- YOUR TASK -
Find every line in the records below that contains the word "clear", and copy each such line.

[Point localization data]
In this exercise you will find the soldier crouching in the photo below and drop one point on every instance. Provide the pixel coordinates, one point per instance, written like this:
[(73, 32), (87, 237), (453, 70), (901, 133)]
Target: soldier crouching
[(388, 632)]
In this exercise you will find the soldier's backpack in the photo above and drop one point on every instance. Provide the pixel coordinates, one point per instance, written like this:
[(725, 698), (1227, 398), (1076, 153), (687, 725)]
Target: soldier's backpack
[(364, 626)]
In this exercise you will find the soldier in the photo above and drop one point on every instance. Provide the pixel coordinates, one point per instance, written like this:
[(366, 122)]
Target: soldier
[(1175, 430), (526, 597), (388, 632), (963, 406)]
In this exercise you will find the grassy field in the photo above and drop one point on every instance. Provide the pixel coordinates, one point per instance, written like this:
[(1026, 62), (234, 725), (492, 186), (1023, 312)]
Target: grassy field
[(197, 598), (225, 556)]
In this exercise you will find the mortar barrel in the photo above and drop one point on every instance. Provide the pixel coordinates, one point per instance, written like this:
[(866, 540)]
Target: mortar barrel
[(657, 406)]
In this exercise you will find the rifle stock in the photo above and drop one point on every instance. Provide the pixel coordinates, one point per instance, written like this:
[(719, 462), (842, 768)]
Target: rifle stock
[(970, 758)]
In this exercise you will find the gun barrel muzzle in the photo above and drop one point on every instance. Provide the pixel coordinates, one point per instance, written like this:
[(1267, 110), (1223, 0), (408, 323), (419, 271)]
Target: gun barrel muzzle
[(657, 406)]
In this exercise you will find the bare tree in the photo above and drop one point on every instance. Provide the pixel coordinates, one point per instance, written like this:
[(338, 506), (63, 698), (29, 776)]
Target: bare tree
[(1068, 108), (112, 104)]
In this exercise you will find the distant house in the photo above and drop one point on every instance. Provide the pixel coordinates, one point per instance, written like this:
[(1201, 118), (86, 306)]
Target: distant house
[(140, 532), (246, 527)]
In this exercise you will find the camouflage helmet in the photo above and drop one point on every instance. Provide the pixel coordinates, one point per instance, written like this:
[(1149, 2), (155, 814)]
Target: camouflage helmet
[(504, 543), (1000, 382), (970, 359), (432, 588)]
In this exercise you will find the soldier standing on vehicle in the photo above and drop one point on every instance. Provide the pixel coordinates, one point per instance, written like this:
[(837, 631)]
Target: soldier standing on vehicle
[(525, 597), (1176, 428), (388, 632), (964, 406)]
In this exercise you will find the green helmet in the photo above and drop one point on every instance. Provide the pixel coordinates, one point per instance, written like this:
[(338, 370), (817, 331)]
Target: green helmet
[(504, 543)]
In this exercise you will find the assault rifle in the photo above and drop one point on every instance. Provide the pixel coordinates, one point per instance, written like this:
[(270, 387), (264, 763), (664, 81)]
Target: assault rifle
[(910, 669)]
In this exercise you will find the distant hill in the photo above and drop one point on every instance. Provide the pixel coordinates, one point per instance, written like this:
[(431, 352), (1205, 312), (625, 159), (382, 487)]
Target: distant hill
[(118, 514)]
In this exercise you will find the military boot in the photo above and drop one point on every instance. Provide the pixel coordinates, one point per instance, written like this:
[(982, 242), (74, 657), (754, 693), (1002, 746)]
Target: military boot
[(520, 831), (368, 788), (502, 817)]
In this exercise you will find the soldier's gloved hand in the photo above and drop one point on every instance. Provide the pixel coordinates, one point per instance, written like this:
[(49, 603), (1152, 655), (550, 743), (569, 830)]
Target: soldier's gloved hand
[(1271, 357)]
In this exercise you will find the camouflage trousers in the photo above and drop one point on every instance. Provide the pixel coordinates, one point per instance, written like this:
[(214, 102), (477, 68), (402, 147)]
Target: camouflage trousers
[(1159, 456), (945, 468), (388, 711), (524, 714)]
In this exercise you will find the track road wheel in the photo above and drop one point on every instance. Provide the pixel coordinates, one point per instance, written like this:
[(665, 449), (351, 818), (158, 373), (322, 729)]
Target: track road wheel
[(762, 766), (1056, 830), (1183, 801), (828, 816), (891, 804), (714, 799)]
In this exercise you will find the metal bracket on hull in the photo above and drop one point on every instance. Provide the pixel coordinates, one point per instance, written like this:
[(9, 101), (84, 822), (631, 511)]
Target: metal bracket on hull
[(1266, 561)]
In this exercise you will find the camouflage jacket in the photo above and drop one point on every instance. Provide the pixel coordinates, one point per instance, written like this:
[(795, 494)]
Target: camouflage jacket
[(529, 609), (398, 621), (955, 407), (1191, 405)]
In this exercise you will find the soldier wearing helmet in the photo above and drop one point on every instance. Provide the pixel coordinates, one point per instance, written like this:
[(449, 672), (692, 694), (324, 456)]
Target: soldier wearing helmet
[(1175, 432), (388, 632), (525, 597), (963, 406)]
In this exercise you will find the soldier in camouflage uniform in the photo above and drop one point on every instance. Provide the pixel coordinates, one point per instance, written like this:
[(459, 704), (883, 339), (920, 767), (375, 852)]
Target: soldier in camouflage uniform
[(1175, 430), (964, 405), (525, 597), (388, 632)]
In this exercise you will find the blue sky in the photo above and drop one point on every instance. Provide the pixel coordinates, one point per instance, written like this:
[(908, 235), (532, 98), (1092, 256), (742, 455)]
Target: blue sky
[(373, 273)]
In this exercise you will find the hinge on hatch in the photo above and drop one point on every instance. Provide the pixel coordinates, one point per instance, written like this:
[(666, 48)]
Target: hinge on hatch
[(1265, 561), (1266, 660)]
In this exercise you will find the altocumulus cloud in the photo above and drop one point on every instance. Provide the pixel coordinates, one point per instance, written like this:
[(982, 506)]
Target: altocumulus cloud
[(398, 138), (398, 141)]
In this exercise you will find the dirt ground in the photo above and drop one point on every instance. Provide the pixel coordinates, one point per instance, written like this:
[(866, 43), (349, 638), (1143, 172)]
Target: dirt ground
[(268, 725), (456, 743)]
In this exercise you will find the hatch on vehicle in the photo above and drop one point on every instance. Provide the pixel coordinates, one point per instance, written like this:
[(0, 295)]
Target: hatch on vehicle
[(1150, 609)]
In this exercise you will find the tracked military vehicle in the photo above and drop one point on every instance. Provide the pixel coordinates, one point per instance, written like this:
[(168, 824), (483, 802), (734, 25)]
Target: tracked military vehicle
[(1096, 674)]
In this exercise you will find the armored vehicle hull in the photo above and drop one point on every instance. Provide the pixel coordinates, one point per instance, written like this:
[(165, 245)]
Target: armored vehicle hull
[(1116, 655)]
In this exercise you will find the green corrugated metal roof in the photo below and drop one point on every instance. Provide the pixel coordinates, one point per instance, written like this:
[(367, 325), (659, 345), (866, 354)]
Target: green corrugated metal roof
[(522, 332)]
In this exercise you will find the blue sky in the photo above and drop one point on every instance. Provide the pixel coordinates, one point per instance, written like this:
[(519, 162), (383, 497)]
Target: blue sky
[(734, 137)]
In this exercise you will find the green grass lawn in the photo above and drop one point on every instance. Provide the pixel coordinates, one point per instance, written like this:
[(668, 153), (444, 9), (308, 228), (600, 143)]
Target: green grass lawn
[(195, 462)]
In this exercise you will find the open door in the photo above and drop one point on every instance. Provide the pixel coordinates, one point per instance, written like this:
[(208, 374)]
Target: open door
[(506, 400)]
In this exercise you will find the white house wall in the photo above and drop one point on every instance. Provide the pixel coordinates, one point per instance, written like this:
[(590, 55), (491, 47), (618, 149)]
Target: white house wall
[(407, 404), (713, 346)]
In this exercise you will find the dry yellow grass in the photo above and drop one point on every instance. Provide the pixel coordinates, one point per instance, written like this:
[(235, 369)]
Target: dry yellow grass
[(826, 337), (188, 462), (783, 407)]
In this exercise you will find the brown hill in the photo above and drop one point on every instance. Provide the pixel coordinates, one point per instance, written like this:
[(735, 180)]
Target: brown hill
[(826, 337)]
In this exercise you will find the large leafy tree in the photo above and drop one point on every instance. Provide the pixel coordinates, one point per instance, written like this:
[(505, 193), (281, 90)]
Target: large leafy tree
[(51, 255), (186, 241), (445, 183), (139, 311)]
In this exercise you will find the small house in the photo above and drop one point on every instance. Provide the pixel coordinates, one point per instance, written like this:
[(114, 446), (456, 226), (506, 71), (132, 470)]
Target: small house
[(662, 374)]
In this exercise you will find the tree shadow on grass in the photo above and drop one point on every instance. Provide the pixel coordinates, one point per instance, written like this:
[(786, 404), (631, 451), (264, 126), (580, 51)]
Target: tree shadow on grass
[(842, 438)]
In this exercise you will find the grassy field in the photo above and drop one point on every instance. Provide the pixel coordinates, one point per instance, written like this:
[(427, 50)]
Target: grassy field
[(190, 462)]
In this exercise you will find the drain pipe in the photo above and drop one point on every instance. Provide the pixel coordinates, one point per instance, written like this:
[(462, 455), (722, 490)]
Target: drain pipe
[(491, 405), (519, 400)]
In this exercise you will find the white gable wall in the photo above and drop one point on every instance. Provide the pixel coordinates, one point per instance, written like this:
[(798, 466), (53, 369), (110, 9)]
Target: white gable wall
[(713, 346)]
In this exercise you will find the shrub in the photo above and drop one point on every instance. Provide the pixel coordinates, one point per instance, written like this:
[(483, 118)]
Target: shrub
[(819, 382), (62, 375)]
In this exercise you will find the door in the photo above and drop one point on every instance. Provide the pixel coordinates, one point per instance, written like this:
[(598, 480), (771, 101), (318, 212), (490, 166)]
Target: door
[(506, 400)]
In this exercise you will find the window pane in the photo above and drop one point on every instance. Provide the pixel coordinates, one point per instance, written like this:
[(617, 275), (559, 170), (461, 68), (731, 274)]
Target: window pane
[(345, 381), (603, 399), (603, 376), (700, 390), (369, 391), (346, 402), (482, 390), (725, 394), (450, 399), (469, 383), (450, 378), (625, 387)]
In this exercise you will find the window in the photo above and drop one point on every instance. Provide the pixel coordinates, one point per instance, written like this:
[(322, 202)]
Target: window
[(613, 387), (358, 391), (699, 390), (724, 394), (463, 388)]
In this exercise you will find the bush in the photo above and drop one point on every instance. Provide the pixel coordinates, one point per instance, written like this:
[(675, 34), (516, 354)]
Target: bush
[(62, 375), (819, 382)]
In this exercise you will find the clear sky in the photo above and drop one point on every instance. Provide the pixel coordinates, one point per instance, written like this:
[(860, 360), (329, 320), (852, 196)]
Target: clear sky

- SOLUTION FOR THIS EXERCISE -
In this exercise you will find the clear sky in the photo above and drop one point on every instance. Provide the pixel coordinates, one point per instance, written like this:
Target: clear sky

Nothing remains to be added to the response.